Referring expression pointing data
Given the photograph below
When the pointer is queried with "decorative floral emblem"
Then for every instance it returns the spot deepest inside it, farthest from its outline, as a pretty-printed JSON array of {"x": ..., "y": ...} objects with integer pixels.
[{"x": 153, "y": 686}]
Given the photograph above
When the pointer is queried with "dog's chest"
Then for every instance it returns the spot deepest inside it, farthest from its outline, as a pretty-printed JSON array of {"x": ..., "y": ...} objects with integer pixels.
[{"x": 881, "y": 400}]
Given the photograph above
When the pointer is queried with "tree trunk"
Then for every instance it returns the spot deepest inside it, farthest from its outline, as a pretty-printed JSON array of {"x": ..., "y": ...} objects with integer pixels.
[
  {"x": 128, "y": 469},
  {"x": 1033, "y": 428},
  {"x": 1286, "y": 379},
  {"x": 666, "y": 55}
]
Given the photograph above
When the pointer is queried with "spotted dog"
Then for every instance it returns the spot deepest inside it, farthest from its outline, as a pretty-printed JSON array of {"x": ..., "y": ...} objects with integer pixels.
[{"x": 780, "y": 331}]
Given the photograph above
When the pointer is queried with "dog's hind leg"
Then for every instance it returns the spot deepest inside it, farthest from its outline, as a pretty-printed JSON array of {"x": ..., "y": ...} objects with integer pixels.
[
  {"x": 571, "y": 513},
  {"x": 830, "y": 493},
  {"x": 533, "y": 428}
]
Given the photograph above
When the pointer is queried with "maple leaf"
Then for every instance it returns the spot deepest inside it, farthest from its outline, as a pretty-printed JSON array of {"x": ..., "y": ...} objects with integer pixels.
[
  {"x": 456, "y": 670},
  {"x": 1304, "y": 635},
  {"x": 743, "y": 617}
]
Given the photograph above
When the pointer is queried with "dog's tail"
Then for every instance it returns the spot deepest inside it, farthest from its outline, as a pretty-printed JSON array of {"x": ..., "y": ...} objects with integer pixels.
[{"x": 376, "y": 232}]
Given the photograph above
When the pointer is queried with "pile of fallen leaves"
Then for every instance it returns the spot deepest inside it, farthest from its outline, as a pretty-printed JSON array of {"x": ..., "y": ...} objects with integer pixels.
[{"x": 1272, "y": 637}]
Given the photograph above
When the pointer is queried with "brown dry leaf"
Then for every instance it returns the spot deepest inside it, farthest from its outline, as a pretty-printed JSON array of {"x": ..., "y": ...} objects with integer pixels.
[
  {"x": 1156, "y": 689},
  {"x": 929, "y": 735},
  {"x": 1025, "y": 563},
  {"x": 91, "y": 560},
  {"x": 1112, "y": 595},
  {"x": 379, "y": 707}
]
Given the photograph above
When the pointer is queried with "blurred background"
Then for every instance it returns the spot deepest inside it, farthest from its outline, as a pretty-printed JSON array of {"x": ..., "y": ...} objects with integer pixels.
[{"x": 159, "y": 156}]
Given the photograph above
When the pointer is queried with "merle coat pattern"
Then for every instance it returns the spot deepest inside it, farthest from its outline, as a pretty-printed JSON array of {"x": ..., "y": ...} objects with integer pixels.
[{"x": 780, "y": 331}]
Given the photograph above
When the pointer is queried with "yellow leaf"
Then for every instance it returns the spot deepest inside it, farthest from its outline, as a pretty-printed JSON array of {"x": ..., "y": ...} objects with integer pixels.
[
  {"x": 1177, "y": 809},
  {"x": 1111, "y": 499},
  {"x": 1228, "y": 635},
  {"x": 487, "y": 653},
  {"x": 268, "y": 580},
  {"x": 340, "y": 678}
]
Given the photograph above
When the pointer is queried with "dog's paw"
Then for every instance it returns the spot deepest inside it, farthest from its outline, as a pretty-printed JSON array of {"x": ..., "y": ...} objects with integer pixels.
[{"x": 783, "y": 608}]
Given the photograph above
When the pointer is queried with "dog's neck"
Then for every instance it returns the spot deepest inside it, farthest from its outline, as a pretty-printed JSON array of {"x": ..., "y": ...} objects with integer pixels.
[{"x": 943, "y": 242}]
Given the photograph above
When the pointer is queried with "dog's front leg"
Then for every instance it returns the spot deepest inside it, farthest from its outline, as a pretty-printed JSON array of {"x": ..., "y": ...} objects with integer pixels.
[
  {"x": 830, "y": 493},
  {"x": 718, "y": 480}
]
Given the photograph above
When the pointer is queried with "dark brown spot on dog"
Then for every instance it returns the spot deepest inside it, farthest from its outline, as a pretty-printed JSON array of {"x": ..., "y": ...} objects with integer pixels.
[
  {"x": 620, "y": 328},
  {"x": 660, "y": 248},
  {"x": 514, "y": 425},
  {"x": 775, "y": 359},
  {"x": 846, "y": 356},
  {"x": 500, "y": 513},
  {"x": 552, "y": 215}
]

→ Exercise instructions: Would you please give the data above again, exactly as it appears?

→ Response box:
Given the photograph below
When the pointer is queried with "decorative floral emblem"
Then for every instance it returns the spot deepest inside it, farthest from its outline, as a pretty-printed JSON array of {"x": ..., "y": ...} objects with integer pixels.
[{"x": 153, "y": 686}]
Given the photograph above
When the pointer is queried with "dog's chest"
Then for every instance it returns the spot deepest inside it, farthest from its outline, as a pretty-printed JSON array of {"x": ..., "y": ...} objects with integer pixels.
[{"x": 881, "y": 400}]
Given the photograph above
When the pointer is queried with "tree trunk"
Then for every instance it returns the spot deepest inside it, farthest from its outline, as a pretty-printed JSON array of {"x": ..., "y": ...} objects with integer pixels.
[
  {"x": 128, "y": 469},
  {"x": 1033, "y": 428},
  {"x": 1286, "y": 379},
  {"x": 666, "y": 55}
]
Given the photograph above
When the pointer is queried with "spotted dog"
Then for every instance it returns the spot deepest inside it, farthest from its outline, as a pretty-printed JSON array of {"x": ..., "y": ...} objects with integer pixels.
[{"x": 780, "y": 331}]
Given the photograph above
When the pointer is queried with "dog's hind leg"
Then for every instance it returns the spot deepest inside it, farthest from its outline, as a pretty-printed JSON array of {"x": ..., "y": ...} objects with integer pixels.
[
  {"x": 571, "y": 513},
  {"x": 830, "y": 493},
  {"x": 533, "y": 428}
]
Given the photograph above
When the pointer is queried with "maple leaf"
Then for every instance it returns the spot deepest inside it, farthest from its outline, as a pretty-printed JSON array of {"x": ..., "y": ...} objects with integer pixels.
[
  {"x": 456, "y": 670},
  {"x": 1304, "y": 635},
  {"x": 743, "y": 617}
]
Given the photograph above
When the pointer is queried with "dog's tail"
Then for every instance it returns the spot deepest inside it, farthest from its outline, as a pretty-printed JSON array of {"x": ..., "y": ...} objects with integer pixels.
[{"x": 376, "y": 232}]
Given the photograph above
When the pointer is queried with "pile of fallen leaves"
Then for every instance it returns the spot deepest inside it, farthest from its outline, as a pretty-printed JSON array of {"x": ..., "y": ...} objects with integer pixels.
[{"x": 1272, "y": 637}]
Given the photograph above
When the pointer is queried with "brown dry leaf"
Then for every instance it returns the spot deepest inside it, farthest from its outline, as a pretty-printed JSON array of {"x": ..., "y": ...} objects with integer pixels.
[
  {"x": 1156, "y": 689},
  {"x": 929, "y": 735},
  {"x": 1025, "y": 563},
  {"x": 91, "y": 560},
  {"x": 1112, "y": 595},
  {"x": 379, "y": 707}
]
Given the photograph above
When the pointer is queried with "blurred background"
Then for every instance it returns the spot deepest inside it, farthest from its outline, as a pretty-printed JSON array of {"x": ..., "y": ...} objects with integer pixels.
[{"x": 159, "y": 156}]
Given the photograph above
When the pointer is queried with "merle coat pattern"
Then for every instance it returns the spot deepest inside it, farthest from its outline, as a pretty-printed JSON array of {"x": ..., "y": ...} objects with integer pixels.
[{"x": 780, "y": 331}]
Given the photograph above
When the pointer is queried with "yellow leaf"
Then for every instance it returns the spot deepest inside it, farthest from its outline, as a pretty-printed JSON array of {"x": ..., "y": ...} objects with integer pixels.
[
  {"x": 1177, "y": 809},
  {"x": 1111, "y": 499},
  {"x": 1228, "y": 635},
  {"x": 487, "y": 653},
  {"x": 268, "y": 580},
  {"x": 340, "y": 678}
]
Given the photograph above
When the pointer is queried with "dog's paw"
Then for every instance it returns the spot deepest inside it, farthest from its outline, as a pretty-printed JSON array of {"x": ..., "y": ...} objects with integer pixels.
[{"x": 783, "y": 608}]
Given the photograph above
When the pointer is queried with "dog's neck"
Then for every instance it returns the spot deepest inside it, farthest from its outline, as a pretty-printed JSON array of {"x": ..., "y": ...} objects with integer pixels.
[{"x": 943, "y": 242}]
Given the photograph above
When the pointer is queried with "dog's front leg"
Then for every instance it returns the spot deepest inside it, farthest from its outline, as a pretty-printed JSON array of {"x": ..., "y": ...} objects with integer pixels.
[
  {"x": 830, "y": 493},
  {"x": 718, "y": 480}
]
Given the photograph above
When the pointer is queried with "dark brown spot on dog"
Then for every instance it returns the spot deepest inside it, farthest from its outline, as a pretty-printed JSON array of {"x": ..., "y": ...} objects with integer pixels.
[
  {"x": 620, "y": 328},
  {"x": 660, "y": 248},
  {"x": 514, "y": 425},
  {"x": 775, "y": 359},
  {"x": 846, "y": 356},
  {"x": 500, "y": 513},
  {"x": 552, "y": 215}
]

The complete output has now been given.